→ **Task objective**:
Output the full listing word for word.

►

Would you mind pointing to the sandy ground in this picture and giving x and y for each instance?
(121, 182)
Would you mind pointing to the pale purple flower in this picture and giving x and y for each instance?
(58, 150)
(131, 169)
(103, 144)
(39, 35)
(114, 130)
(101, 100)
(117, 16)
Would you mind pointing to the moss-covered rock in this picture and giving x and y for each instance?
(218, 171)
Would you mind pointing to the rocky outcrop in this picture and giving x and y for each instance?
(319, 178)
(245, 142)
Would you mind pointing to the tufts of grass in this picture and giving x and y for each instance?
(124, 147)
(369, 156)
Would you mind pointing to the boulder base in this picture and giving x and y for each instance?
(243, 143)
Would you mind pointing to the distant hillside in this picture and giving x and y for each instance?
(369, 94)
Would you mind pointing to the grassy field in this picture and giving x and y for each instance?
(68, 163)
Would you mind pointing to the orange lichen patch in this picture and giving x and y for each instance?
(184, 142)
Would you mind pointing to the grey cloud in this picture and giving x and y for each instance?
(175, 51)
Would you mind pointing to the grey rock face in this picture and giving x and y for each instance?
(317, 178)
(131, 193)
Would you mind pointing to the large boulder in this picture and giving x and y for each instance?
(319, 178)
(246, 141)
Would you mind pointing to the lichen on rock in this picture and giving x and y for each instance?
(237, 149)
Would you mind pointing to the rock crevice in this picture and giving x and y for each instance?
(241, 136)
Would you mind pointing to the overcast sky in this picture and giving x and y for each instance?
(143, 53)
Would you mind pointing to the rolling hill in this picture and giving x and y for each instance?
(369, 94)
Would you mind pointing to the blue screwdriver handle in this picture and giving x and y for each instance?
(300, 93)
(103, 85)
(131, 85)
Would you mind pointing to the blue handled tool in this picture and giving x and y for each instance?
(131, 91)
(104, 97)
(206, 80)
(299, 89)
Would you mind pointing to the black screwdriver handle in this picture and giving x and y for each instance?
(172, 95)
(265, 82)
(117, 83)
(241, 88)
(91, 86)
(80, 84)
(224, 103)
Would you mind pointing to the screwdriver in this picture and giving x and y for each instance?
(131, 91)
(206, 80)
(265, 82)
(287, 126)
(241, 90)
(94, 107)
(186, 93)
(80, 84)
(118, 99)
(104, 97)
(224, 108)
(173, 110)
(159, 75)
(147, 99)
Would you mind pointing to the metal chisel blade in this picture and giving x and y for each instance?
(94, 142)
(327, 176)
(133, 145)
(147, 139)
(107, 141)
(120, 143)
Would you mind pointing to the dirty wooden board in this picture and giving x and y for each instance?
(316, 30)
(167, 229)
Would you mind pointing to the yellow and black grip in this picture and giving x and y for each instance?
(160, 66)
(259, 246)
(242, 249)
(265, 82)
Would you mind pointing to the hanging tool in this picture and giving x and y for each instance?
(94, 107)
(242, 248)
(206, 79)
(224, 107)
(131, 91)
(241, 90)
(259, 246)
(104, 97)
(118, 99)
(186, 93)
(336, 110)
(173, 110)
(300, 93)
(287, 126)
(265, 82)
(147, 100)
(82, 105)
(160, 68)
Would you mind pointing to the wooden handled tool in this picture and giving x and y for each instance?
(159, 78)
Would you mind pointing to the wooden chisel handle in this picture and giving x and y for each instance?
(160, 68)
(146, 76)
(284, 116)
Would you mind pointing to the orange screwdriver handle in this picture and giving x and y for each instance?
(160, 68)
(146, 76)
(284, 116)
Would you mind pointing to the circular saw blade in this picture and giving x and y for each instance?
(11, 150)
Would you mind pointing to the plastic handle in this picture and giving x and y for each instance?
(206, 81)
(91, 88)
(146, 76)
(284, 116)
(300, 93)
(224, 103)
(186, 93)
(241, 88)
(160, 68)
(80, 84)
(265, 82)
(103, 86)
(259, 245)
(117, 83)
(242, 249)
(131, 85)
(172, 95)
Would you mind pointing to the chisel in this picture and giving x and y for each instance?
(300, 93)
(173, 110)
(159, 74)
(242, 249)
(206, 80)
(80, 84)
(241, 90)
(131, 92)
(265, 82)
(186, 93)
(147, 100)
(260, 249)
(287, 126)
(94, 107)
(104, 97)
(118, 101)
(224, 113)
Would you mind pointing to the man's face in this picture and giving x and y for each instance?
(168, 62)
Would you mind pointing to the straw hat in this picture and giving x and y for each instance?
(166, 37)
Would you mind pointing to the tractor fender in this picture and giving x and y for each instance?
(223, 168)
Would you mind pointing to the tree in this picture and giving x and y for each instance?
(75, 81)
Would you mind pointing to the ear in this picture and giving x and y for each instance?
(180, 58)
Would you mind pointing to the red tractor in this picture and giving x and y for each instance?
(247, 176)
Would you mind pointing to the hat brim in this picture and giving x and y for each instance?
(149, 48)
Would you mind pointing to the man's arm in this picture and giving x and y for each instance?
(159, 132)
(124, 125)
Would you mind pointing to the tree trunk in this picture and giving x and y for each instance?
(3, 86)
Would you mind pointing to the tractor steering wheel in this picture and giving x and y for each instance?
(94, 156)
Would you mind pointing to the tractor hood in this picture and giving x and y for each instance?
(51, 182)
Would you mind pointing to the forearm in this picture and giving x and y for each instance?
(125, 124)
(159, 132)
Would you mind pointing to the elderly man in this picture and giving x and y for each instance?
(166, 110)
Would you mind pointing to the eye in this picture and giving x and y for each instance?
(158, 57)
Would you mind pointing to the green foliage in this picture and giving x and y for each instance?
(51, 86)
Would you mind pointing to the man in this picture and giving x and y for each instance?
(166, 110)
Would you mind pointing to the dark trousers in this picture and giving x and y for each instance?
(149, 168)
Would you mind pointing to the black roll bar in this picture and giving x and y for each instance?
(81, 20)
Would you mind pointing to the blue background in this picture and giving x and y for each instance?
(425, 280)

◄

→ **Answer to the problem**:
Would you mind pointing to the sandy ground in this picture and giving x and y for each instance?
(121, 182)
Would you mind pointing to the pale purple flower in this picture and giving x and y for each instance?
(58, 150)
(131, 169)
(103, 144)
(39, 35)
(114, 130)
(101, 100)
(117, 16)
Would you mind pointing to the moss-covered rock in this picture and giving x and y for each instance?
(218, 171)
Would you mind pointing to the rocky outcrop in this picture and giving x and y for each instance?
(319, 178)
(245, 142)
Would you mind pointing to the tufts of grass in this picture and giving x and y for each instance?
(124, 147)
(369, 156)
Would you mind pointing to the boulder base in this picture and giving x and y for each instance?
(243, 143)
Would you mind pointing to the distant hillside in this picture and giving x and y for each instance?
(369, 94)
Would you mind pointing to the grassy field in this picture and giving x and y for each instance?
(68, 163)
Would you mind pointing to the orange lichen patch in this picture and giving x and y for each instance?
(184, 142)
Would you mind pointing to the grey cloud in this picture and giving x and y for each instance?
(175, 51)
Would you mind pointing to the grey rock face in this picture and giving x and y for each instance?
(317, 178)
(131, 193)
Would you mind pointing to the large boulder in this picture and giving x and y for each instance?
(319, 178)
(246, 141)
Would you mind pointing to the lichen on rock in this picture and giving x and y for each instance?
(237, 149)
Would you mind pointing to the rock crevice in this picture and giving x and y for each instance?
(241, 136)
Would you mind pointing to the overcast sky in this picture and giving x and y for each instance?
(143, 53)
Would you mind pointing to the rolling hill in this picture and giving x and y for each instance?
(369, 94)
Would you mind pointing to the blue screwdriver handle in this picture and giving x and y for each instance?
(300, 93)
(103, 85)
(131, 85)
Would you mind pointing to the blue handled tool in this picture and giving x and y for each instance?
(131, 91)
(104, 97)
(206, 80)
(299, 89)
Would you mind pointing to the black screwdriver handle in this picture and giving x and y for each instance?
(172, 95)
(265, 82)
(117, 83)
(241, 88)
(91, 86)
(80, 84)
(224, 103)
Would you mind pointing to the screwdriver in this picture and giving x and y for each instance?
(131, 91)
(206, 80)
(265, 82)
(287, 126)
(241, 90)
(94, 107)
(186, 93)
(80, 84)
(118, 99)
(104, 97)
(224, 108)
(173, 110)
(159, 75)
(147, 99)
Would you mind pointing to the metal chisel blade in this picture and giving x and y for each instance?
(94, 142)
(327, 176)
(133, 145)
(147, 139)
(107, 141)
(120, 143)
Would you mind pointing to the dirty wooden board in this picture and giving x and y for each instance?
(316, 30)
(167, 229)
Would you mind pointing to the yellow and black grip in this picture and giving x and y for each instance?
(160, 66)
(259, 246)
(242, 249)
(265, 82)
Would you mind pointing to the hanging tool in this picture and giving x and y for each instance?
(94, 107)
(242, 248)
(206, 79)
(224, 107)
(131, 91)
(241, 90)
(259, 246)
(104, 97)
(118, 99)
(186, 93)
(336, 110)
(173, 110)
(300, 93)
(287, 126)
(265, 82)
(147, 100)
(82, 105)
(160, 68)
Would you mind pointing to the wooden handled tool in this picture and giving x and y for each instance?
(159, 78)
Would you mind pointing to the wooden chisel handle in this picture and giving x and y for each instance?
(160, 68)
(146, 76)
(284, 116)
Would you mind pointing to the orange screwdriver handle in this picture and giving x and y for each instance?
(160, 68)
(146, 76)
(284, 116)
Would you mind pointing to the circular saw blade in this picture and giving x and y for each instance?
(11, 150)
Would you mind pointing to the plastic handle in this picture and giving x and y for each instance?
(206, 81)
(91, 88)
(146, 76)
(284, 116)
(300, 93)
(224, 103)
(186, 93)
(241, 88)
(160, 68)
(80, 84)
(265, 82)
(103, 86)
(259, 245)
(117, 83)
(242, 249)
(131, 85)
(172, 95)
Would you mind pointing to the chisel in this picture and giving x and y for each instance?
(300, 93)
(173, 110)
(159, 74)
(242, 249)
(206, 80)
(80, 84)
(241, 90)
(131, 92)
(265, 82)
(186, 93)
(147, 100)
(260, 249)
(287, 126)
(94, 107)
(104, 97)
(118, 101)
(224, 113)
Would you mind pointing to the man's face in this picture and giving x and y for each instance?
(168, 62)
Would you mind pointing to the straw hat in this picture and giving x and y for each instance?
(166, 37)
Would you mind pointing to the tractor fender in this picture and giving x and y for each instance?
(223, 168)
Would you mind pointing to the tree in this picture and giving x and y for each instance?
(75, 81)
Would you mind pointing to the ear in this picture and giving x and y for each instance?
(180, 58)
Would you mind pointing to the red tractor in this picture and giving x and y for each instance?
(247, 176)
Would you mind pointing to the hat brim in this picture and giving x and y for each instance?
(149, 48)
Would you mind pointing to the man's arm in this picture and giving x and y for each instance?
(159, 132)
(124, 125)
Would you mind pointing to the tree trunk in this picture and giving x and y for each instance?
(3, 86)
Would you mind pointing to the tractor steering wheel in this picture and giving x and y for each instance?
(94, 156)
Would you mind pointing to the tractor hood in this picture and giving x and y for each instance?
(51, 182)
Would you mind pointing to the forearm in this picture and giving x and y for each instance?
(125, 124)
(159, 132)
Would you mind pointing to the elderly man in this picture and giving x and y for each instance?
(166, 110)
Would you mind pointing to the eye in this picture and giving x and y for each instance?
(158, 57)
Would you mind pointing to the green foliage in this picture and giving x and y for each instance?
(51, 86)
Would you mind pointing to the man in this picture and giving x and y for each instance?
(166, 110)
Would you mind pointing to the dark trousers in this picture and giving x and y for each instance?
(149, 168)
Would you mind pointing to the black roll bar in this picture and giving x and y for each instance?
(81, 20)
Would you mind pointing to the blue background in this picture and giving x and y for each instance?
(425, 280)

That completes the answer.